[Data entries]
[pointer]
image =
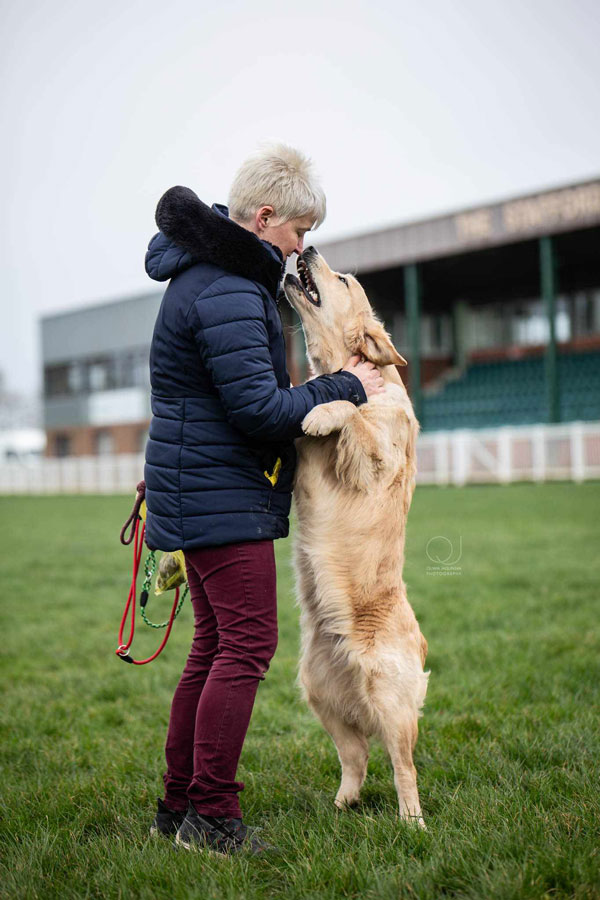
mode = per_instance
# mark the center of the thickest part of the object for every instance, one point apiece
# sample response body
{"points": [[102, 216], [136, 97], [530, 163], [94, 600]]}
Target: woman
{"points": [[220, 463]]}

§ PROMPT: Leave the pictures out and reproduce all of the records exactly.

§ TASK OUTPUT:
[pointer]
image =
mode = per_instance
# mark the center of the thickest part of the object for every instance, one point apiece
# sample response body
{"points": [[102, 216], [136, 97], [530, 163], [94, 600]]}
Target: woman
{"points": [[220, 463]]}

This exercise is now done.